Former mayor of Montreal, Quebec (1994–2001)

Pierre Bourque (born 29 May 1942) is a Canadian businessman and politician in Quebec. He founded the Vision Montreal political party and served as mayor of Montreal from 1994 to 2001.

==Background==
He was director of the Montreal Botanical Gardens from 1980 to 1994.

==Mayor of Montreal==
Bourque was the mayor of Montreal, Quebec from 1994 to 2001 (as the leader of the Vision Montreal party).

Bourque proved eccentric and sometimes controversial as mayor. Known as a greenspace aficionado, he supported the creation of parks, implemented tree-planting initiatives, as well as creating Eco-Centres (reusable materials) and Eco-Quartier program (recycling). He was also responsible for the revitalization of many important districts of Montreal (Saint Catherine Street, Old Montreal and the Multimedia City) as well as the reopening of the Lachine Canal.

In 1998, responding to critics who denounced him for not fighting poverty, he spent the night with a working-class family. He was also well known for his close ties to minority "cultural communities". Bourque directed the city's public service to make an intercultural calendar for meeting scheduling.

At one time, Bourque was a moderate supporter of the sovereigntist Parti Québécois. Bourque's successful attempt, with provincial support, at merging all of Montreal's 28 municipalities into a megacity of 1.8 million people and 27 boroughs cost him the election in 2001. Although he gathered a majority of votes in the old city of Montreal, protest votes against the very principle of the merger in the former suburbs gave the victory to his rival Gérald Tremblay. Pierre Bourque still sat on the municipal council, taking his running mate Kettly Beauregard's spot.

==Provincial politics==
He subsequently attempted to enter provincial politics, running as an Action démocratique du Québec candidate in the 2003 Quebec election, but was defeated. In Bourget, Bourque finished third, behind then minister Diane Lemieux (Parti Québécois) and the Liberal candidate. He then returned to municipal politics.

==Leader of the Opposition==
Bourque lost for a second time to incumbent-mayor Gérald Tremblay to regain control of city hall in the Montreal municipal elections held on 6 November 2005, this time by a 74,646 vote margin. The voter turnout was less than 40%, among the lowest in Montreal's history.

***

PROBLEM SET:
1. List the districts of Montreal that the Pierre Bourque article says he revitalized.
2. According to the Pierre Bourque article, what post did Bourque hold from 1980 to 1994?
None of the lines is needed for these tasks.

***

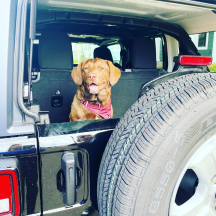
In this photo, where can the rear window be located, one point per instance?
(82, 51)
(115, 51)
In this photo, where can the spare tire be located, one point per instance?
(161, 157)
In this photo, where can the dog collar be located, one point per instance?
(103, 111)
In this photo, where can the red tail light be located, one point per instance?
(193, 60)
(9, 194)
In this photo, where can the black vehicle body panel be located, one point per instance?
(39, 154)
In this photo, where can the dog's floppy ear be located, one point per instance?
(77, 73)
(115, 73)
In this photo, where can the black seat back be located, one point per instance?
(55, 85)
(143, 62)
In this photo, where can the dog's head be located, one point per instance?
(95, 74)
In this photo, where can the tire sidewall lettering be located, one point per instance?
(165, 177)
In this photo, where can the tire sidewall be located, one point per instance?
(179, 142)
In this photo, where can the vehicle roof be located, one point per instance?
(194, 16)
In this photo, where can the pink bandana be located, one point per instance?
(103, 111)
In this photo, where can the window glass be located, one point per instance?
(206, 45)
(82, 51)
(202, 40)
(115, 51)
(159, 52)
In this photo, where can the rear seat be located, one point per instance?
(56, 63)
(143, 63)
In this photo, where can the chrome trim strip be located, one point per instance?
(68, 139)
(18, 145)
(19, 57)
(58, 210)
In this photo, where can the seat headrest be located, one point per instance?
(143, 53)
(103, 52)
(55, 51)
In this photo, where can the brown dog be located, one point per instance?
(92, 100)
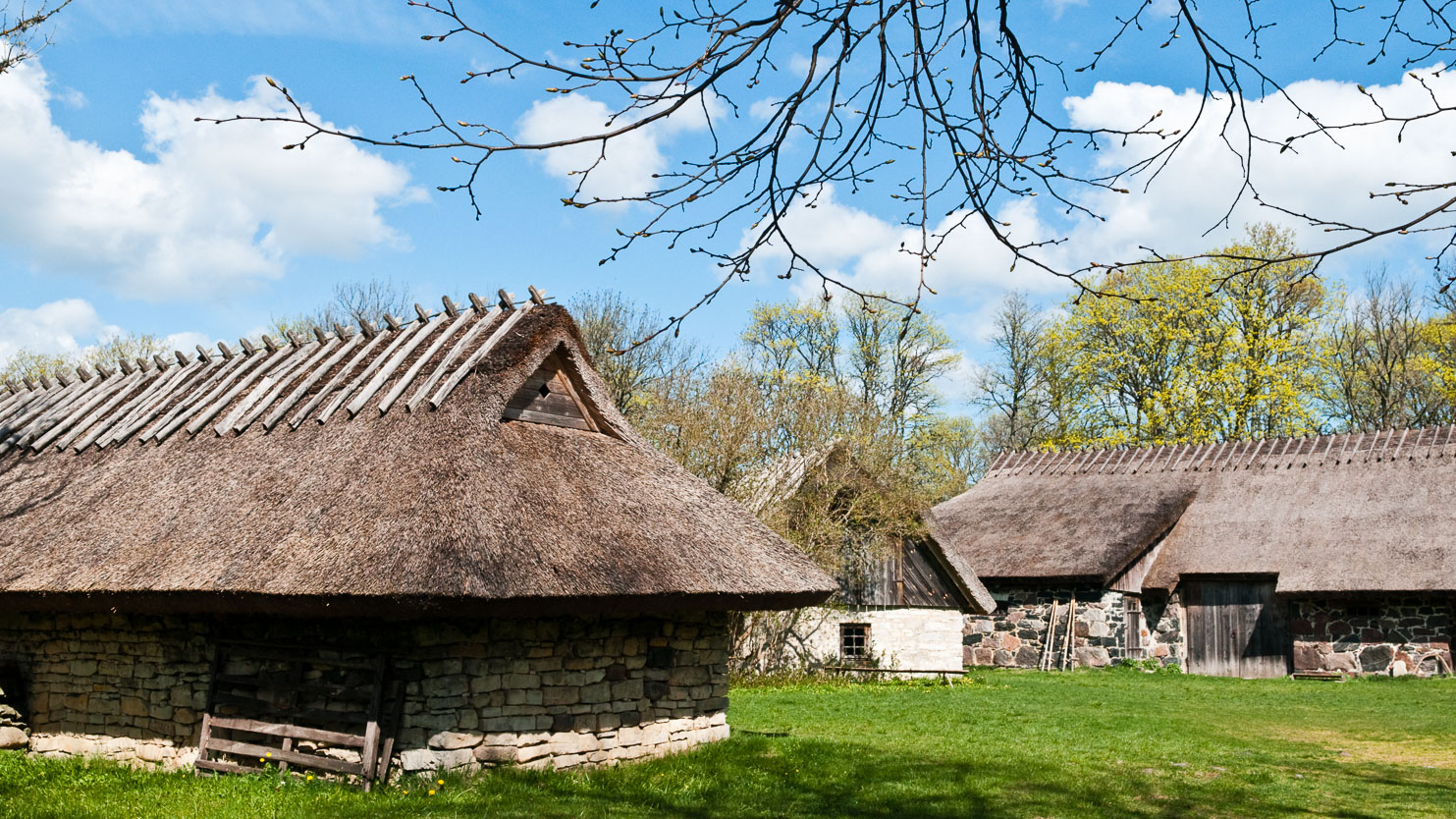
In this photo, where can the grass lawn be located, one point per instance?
(1005, 745)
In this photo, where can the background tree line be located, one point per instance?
(1191, 352)
(1203, 353)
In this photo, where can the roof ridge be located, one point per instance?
(150, 400)
(1278, 452)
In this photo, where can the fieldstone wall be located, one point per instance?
(1015, 634)
(540, 692)
(1162, 629)
(109, 685)
(1392, 635)
(564, 692)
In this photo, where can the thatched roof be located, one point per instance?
(783, 478)
(249, 484)
(1366, 512)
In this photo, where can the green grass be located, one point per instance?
(1003, 745)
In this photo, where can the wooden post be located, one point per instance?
(1072, 629)
(207, 713)
(370, 753)
(1052, 637)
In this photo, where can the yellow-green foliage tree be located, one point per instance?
(1196, 352)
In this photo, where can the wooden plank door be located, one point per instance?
(1236, 628)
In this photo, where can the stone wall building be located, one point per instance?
(1244, 559)
(427, 545)
(897, 605)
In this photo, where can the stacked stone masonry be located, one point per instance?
(1015, 634)
(1393, 635)
(561, 692)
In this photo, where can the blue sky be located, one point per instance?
(127, 214)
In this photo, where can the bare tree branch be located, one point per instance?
(850, 87)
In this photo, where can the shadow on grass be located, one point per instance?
(751, 777)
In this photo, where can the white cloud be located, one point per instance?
(876, 255)
(69, 327)
(56, 327)
(189, 341)
(217, 205)
(1322, 177)
(1332, 181)
(630, 159)
(323, 20)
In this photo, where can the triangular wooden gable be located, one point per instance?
(551, 398)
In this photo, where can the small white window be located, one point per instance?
(853, 640)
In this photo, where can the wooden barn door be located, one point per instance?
(1236, 628)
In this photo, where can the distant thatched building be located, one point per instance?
(1250, 559)
(436, 542)
(897, 605)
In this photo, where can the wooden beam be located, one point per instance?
(93, 400)
(225, 376)
(478, 355)
(253, 750)
(373, 366)
(422, 391)
(281, 382)
(290, 731)
(256, 400)
(419, 363)
(127, 385)
(338, 379)
(315, 373)
(205, 414)
(395, 361)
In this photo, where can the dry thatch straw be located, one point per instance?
(385, 514)
(1362, 512)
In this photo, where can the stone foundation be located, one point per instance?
(558, 692)
(1015, 634)
(1391, 635)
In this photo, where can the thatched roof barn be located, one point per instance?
(368, 474)
(898, 604)
(1363, 514)
(466, 464)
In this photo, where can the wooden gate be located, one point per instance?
(298, 708)
(1236, 628)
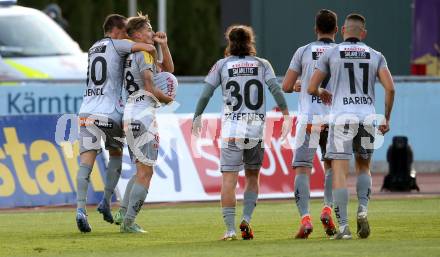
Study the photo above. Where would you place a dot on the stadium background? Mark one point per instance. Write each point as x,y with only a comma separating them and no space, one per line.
45,174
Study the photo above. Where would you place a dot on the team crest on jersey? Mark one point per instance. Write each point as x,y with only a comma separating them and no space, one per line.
317,51
242,68
354,52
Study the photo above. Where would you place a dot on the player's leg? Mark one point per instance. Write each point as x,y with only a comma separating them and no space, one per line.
112,177
143,142
363,151
303,163
326,212
231,162
250,197
137,198
228,202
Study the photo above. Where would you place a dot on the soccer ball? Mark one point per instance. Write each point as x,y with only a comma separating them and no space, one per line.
166,82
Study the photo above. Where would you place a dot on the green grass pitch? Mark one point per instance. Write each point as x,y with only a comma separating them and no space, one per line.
400,227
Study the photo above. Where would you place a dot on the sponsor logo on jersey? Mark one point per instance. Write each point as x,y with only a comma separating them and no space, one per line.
354,52
317,51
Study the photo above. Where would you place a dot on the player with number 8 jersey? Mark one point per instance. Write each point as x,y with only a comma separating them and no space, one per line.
243,78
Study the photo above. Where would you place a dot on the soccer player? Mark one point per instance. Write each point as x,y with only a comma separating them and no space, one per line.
243,78
310,107
100,115
353,67
139,117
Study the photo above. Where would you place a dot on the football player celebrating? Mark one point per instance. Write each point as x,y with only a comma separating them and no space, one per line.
312,127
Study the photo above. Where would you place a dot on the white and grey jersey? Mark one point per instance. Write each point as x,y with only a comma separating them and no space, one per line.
353,67
303,62
102,94
138,100
243,80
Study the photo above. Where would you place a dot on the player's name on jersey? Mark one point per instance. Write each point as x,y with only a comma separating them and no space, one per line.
317,51
245,116
93,91
354,52
99,49
242,68
357,100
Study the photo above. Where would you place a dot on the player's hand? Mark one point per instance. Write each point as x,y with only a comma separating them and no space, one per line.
286,128
160,38
197,126
297,86
384,128
325,96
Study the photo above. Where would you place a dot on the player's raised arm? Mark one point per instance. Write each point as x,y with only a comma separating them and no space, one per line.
167,63
388,84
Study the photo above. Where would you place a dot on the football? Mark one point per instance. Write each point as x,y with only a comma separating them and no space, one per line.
166,82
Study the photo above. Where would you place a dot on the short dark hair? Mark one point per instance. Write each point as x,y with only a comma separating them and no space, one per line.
326,21
356,17
136,23
113,20
241,41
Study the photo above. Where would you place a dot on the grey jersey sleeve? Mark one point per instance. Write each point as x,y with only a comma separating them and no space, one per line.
382,62
214,76
123,47
295,63
268,71
144,61
323,64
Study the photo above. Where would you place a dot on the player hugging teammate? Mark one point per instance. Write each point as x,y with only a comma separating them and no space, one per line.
102,111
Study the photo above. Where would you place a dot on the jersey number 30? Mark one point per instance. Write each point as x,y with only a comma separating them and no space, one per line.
235,92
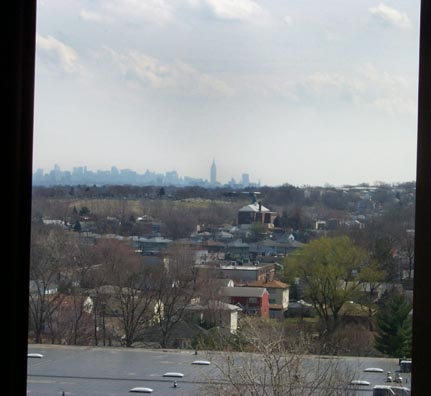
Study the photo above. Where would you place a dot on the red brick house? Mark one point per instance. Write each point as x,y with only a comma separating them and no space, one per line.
252,300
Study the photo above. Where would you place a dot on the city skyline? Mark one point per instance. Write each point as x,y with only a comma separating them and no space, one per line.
290,92
83,175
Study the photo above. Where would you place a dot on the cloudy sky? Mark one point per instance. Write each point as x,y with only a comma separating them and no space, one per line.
305,92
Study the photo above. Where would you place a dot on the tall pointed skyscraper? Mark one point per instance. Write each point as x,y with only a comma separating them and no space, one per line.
213,175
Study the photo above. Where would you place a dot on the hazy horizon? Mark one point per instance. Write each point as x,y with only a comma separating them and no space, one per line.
293,92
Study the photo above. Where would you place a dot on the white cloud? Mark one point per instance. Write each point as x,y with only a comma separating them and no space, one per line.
56,52
235,9
390,16
155,11
177,76
366,86
241,10
94,17
288,20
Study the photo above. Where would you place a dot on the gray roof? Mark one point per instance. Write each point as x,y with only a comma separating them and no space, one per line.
243,291
254,207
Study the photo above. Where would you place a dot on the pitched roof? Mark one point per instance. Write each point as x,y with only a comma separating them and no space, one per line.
243,291
254,207
272,284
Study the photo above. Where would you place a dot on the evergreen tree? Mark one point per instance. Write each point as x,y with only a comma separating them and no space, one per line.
394,327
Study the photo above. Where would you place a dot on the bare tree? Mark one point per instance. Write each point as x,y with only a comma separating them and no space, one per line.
131,282
48,254
174,287
275,365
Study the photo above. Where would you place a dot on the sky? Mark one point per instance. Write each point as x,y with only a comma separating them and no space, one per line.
305,92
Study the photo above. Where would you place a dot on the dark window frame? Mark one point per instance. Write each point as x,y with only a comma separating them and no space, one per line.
18,62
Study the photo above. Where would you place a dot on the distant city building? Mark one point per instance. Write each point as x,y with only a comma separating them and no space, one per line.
114,176
245,181
213,175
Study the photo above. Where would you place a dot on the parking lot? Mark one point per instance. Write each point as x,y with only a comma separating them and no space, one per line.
95,371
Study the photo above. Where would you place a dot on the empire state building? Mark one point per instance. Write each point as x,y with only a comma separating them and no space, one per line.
213,175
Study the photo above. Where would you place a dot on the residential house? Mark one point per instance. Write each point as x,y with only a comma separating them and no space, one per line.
252,300
151,246
256,213
278,296
237,250
214,313
242,274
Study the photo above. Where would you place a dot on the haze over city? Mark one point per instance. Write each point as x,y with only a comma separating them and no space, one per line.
293,91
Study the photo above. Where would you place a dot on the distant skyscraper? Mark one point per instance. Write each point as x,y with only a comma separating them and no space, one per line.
245,180
213,176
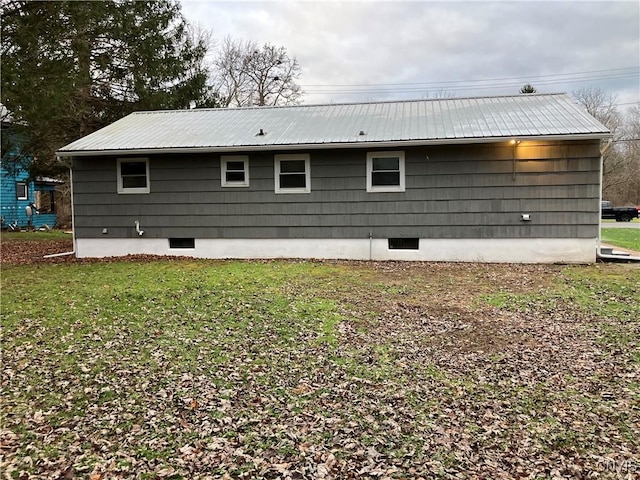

***

WRITTEN RESPONSES:
1. Saint Catherine Street, Old Montreal, the Multimedia City

2. Director of the Montreal Botanical Gardens